Священник поник головою и не сказал ничего».
Даже когда умирающий, с усилием шевеля языком, хочет ей высказать свои последние чувства, её сострадание к нему не находит другого выражения, кроме бранчивого крика на него.
«Катерина Ивановна, понявшая, что он хочет просить у ней прощения, тотчас же повелительно крикнула на него:
— Ммолчи-и-и! Не надо!.. Знаю, что хочешь сказать… — И больной умолк».
Для неё и жизнь, и смерть мужа только ряд новых тревог, новых лишений.
«Чем я похороню его!» — вот что господствует в её сердце над всякой жалостью.
Даже к себе самой она давно потеряла всякую жалость; как в голосе её уже не умели звучать другие ноты, кроме бранчивых, так и в сердце её могло теперь жить только одно озлобление.
Она умирает после уличного скитания с детьми, внезапно залившись кровью.
«Что? Священника? — кричит она привычным тоном сварливости. — Не надо… Где у вас лишний целковый?.. На мне нет грехов!.. Бог и без того должен простить… Сам знает, как я страдала!.. А не простит, так и не надо!»
А вот её последние слова:
«Довольно!.. Пора!.. Прощай, горемыка… Уездили клячу!.. Надорвала-а-сь! — крикнула она отчаянно и ненавистно и грохнулась головой на подушку».
Этим стоном ненависти и презрения не только к людям, к миру, к судьбе, но и к себе самой — сказано всё.
Если Мармеладов и совершенно сочинённая, совершенно неестественная дочь его Соня, напоминающая своею бесцветною сентиментальностью разных Фантин и Козетт В.Гюго[2], держат мысль автора в преданиях его прежнего творчества, то Катерина Ивановна, Раскольников, Свидригайлов выступают крупными и резкими типами нового настроения Достоевского. Бессмыслие и несправедливость существования проповедуются каждым шагом, каждым словом их.
Раскольников хотя тоже субъект сильно психиатрический, но в нём односторонность духа развивается определённо и последовательно, в связи с обстоятельствами, понятно и заметно для читателя. Свидригайлов же — это один из самых заправских, самых любимых типов Достоевского; это ходячий психический калейдоскоп, в котором неожиданные и противоречивые черты характера выскакивают совсем готовыми на глаза читателя, заслоняя собою всё, что он прежде видел и знал, рисуя его представлению совершенно новые, непохожие ни на что прежнее, затейливые и загадочные узоры…
Таких Свидригайловых своего рода, такое хаотическое сочетание возвышенного добра с гнуснейшею преступностью выдвигает автор и в «Бесах», особенно в лице главного героя своего Николая Ставрогина; таким же Свидригайловым является во многих отношениях и Рогожин в «Идиоте».

### Задания
1/ Как, согласно тексту о героях Достоевского, умирает Катерина Ивановна?
2/ Продолжите текст о героях Достоевского вслед за его последним предложением.
Материал никак не связан с текстом.

### Материал
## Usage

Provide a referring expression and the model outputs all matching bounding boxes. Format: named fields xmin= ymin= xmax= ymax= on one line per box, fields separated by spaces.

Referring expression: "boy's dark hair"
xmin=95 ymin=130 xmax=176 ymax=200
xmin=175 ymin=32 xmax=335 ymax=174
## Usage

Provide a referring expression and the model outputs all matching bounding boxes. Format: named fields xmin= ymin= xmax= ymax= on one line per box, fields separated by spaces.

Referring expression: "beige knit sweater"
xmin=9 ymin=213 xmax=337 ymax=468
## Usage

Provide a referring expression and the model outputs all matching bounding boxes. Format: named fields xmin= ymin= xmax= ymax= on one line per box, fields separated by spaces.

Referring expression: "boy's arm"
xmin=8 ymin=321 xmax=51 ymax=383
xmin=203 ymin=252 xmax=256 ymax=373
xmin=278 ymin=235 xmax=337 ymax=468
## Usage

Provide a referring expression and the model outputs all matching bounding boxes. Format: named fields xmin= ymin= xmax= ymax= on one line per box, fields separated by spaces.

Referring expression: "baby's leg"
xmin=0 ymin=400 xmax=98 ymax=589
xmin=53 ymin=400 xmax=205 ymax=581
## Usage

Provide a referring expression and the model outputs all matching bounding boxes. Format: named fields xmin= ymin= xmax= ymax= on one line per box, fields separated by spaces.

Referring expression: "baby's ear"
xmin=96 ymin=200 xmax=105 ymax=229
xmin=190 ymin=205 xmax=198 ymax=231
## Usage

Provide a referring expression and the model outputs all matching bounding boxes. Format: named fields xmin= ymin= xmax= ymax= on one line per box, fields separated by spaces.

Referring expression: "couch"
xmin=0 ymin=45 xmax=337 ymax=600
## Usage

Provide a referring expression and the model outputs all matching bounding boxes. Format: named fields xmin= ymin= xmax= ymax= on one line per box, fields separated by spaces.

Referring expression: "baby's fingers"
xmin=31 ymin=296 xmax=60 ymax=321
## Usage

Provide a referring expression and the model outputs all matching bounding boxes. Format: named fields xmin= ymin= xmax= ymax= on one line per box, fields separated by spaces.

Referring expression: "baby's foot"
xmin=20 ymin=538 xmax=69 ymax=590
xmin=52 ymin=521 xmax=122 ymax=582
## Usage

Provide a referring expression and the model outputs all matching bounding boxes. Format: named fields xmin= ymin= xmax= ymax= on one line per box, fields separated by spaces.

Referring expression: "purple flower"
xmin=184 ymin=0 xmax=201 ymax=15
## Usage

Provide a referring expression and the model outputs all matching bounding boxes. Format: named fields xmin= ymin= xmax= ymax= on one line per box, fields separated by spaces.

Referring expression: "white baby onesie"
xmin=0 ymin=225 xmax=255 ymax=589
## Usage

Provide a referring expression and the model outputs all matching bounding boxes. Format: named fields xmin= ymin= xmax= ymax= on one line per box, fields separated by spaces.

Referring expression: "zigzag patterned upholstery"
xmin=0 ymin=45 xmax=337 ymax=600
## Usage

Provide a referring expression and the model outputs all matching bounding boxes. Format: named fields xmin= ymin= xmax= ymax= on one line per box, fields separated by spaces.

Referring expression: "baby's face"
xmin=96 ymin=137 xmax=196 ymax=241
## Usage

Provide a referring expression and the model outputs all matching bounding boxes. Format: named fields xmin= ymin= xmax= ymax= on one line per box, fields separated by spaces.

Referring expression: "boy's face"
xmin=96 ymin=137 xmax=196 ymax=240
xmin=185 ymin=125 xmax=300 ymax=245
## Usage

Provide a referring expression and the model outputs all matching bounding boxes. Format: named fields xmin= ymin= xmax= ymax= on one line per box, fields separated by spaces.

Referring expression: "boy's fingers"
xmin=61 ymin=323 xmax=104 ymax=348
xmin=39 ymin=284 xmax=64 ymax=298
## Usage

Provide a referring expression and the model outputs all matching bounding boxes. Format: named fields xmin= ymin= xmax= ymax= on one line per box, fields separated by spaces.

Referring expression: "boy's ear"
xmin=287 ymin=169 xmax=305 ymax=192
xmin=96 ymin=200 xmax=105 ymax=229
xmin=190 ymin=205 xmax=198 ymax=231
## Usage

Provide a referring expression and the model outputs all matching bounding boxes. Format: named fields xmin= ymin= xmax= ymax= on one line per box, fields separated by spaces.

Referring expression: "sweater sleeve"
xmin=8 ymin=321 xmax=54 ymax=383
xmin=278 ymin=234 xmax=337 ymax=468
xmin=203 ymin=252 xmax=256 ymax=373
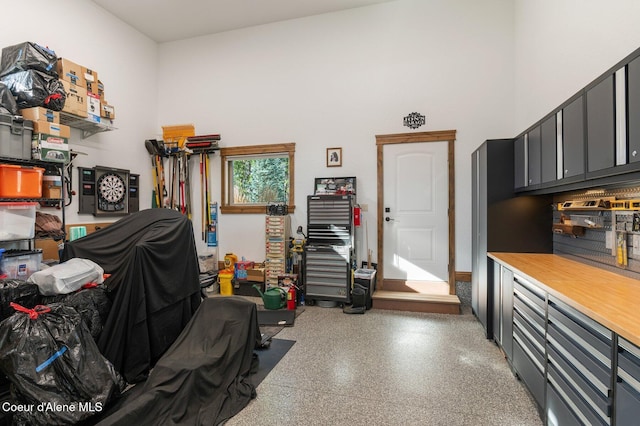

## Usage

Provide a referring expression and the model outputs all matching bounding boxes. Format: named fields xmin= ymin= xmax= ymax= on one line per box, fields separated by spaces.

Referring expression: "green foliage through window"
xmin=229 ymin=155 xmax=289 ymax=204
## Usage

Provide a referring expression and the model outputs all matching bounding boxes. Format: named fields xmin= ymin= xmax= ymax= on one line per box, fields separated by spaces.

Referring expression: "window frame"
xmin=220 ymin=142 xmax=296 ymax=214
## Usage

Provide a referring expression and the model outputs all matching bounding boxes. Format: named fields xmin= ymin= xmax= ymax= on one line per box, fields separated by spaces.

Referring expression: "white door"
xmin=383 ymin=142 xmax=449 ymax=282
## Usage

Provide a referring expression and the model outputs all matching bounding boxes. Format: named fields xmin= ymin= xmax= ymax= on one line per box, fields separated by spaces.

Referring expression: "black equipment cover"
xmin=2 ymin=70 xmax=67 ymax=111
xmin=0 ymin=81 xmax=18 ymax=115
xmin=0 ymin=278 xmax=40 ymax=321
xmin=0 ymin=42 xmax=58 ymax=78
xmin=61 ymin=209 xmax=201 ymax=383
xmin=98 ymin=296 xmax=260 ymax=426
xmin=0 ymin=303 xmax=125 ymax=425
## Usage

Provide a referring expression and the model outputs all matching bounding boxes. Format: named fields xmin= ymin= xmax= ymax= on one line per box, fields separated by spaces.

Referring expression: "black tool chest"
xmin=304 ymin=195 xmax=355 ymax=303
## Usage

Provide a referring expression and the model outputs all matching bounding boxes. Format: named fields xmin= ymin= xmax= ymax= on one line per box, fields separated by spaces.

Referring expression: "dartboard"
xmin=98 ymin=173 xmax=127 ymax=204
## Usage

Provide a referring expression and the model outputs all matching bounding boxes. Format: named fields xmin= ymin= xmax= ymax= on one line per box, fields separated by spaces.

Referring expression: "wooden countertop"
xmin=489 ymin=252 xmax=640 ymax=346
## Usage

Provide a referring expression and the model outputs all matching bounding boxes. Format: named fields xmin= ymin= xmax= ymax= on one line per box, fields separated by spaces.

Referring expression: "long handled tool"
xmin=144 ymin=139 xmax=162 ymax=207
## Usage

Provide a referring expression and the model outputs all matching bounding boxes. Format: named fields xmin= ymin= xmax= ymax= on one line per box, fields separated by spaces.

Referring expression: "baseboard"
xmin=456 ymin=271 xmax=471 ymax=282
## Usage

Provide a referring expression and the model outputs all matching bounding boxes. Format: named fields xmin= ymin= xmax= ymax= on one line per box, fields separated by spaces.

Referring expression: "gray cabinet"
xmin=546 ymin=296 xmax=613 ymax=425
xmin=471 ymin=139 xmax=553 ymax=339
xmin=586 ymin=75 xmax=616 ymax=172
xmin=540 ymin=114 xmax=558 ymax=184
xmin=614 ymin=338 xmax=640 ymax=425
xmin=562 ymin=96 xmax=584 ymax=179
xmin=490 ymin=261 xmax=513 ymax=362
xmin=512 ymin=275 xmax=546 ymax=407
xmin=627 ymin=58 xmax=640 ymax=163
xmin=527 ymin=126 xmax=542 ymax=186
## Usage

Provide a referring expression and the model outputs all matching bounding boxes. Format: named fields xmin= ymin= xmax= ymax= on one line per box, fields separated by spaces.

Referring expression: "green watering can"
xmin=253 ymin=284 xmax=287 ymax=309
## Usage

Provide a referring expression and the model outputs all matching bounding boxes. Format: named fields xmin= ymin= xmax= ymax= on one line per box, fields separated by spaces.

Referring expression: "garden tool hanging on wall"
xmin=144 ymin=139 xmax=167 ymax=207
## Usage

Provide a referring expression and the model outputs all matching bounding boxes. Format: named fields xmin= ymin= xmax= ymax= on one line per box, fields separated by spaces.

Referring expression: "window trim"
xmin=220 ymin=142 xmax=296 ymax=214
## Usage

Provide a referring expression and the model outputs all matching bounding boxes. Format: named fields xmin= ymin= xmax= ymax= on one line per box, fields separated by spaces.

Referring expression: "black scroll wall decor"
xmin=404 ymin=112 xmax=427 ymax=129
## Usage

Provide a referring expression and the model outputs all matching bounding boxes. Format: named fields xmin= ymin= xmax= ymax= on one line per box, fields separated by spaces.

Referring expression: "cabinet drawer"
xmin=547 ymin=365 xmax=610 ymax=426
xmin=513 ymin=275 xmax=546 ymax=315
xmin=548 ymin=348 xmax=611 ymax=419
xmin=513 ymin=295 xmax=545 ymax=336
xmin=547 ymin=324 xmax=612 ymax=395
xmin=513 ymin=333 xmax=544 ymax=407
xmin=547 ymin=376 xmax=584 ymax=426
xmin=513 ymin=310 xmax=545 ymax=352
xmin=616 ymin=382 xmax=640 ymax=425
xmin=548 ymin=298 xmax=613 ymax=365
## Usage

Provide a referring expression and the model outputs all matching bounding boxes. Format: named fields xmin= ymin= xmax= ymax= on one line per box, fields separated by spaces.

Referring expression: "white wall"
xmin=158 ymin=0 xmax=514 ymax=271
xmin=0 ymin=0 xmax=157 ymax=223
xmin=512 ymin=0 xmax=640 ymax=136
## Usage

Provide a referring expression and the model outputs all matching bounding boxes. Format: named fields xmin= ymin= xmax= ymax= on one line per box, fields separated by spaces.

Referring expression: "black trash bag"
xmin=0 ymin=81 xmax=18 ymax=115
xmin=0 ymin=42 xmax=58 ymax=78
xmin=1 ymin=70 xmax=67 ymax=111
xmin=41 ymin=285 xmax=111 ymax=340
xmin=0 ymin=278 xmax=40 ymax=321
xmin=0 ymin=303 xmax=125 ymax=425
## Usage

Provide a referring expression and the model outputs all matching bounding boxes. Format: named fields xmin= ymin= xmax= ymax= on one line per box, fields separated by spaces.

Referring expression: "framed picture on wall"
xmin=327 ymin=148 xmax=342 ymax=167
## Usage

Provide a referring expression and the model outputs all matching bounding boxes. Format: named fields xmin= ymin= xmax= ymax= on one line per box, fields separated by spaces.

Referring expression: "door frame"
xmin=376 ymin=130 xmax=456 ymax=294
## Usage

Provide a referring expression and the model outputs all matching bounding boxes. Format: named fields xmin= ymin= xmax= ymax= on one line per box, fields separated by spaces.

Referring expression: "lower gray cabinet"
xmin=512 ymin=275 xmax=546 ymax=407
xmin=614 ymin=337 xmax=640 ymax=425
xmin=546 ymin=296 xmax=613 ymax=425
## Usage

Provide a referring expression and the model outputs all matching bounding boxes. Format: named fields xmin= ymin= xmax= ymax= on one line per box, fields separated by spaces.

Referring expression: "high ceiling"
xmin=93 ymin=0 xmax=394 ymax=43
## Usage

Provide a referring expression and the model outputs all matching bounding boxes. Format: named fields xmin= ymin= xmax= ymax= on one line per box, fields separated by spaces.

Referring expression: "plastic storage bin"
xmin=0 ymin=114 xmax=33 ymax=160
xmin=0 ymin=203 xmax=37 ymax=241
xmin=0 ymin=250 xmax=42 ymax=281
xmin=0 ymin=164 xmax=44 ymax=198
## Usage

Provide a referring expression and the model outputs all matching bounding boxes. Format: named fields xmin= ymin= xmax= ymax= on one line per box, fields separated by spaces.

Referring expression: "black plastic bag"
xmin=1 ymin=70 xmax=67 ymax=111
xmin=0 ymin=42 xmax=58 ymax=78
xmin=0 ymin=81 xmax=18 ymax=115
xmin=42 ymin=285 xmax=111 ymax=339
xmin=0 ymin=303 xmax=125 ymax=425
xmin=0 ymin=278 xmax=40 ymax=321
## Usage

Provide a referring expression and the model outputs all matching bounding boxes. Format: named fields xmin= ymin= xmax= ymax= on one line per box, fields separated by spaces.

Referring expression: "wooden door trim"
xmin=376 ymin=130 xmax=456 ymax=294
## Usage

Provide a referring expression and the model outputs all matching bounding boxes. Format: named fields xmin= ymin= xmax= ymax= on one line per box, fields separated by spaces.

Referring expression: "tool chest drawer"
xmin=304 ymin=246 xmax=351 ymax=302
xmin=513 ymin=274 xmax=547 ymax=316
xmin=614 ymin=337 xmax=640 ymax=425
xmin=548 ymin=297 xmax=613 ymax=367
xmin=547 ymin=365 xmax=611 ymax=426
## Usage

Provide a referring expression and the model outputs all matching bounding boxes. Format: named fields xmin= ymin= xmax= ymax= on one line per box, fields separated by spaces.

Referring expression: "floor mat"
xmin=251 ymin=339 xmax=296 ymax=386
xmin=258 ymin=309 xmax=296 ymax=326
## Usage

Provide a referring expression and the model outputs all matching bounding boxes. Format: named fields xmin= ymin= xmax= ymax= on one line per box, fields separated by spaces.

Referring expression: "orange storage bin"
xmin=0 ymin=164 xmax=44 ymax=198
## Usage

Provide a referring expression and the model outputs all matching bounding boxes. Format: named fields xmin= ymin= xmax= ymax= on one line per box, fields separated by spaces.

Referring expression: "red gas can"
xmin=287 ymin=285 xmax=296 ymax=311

### Ответы
1/ Она умирает после уличного скитания с детьми, внезапно залившись кровью.

2/
Достоевский — страстный любитель психических курьёзов, поэтому особенно трудно расстаётся с ними, если они уже раз попали под его кисть. Ему всё кажется, что он ещё не всё вырисовал в них, что они нуждаются всё в новом исследовании, всё в новом освещении. Оттого самый диковинный психический чудак проходит у него почти через все романы его как нечто общее, как один и тот же внутренний мотив, хотя и принимает разнообразные наружные выражения. Чудака этого редко удаётся Достоевскому изобразить животрепещущими чертами, дать в руки читателю подлинным, правдоподобным человеком.
Везде этому мешает слишком очевидное и слишком заблаговременное присутствие логического замысла. Тип не столько списывается, улавливается, постигается, сколько составляется, искусственно сводится в одно целое из разных отрывочных психических данных.
Таким вышел и Свидригайлов в «Преступлении и наказании».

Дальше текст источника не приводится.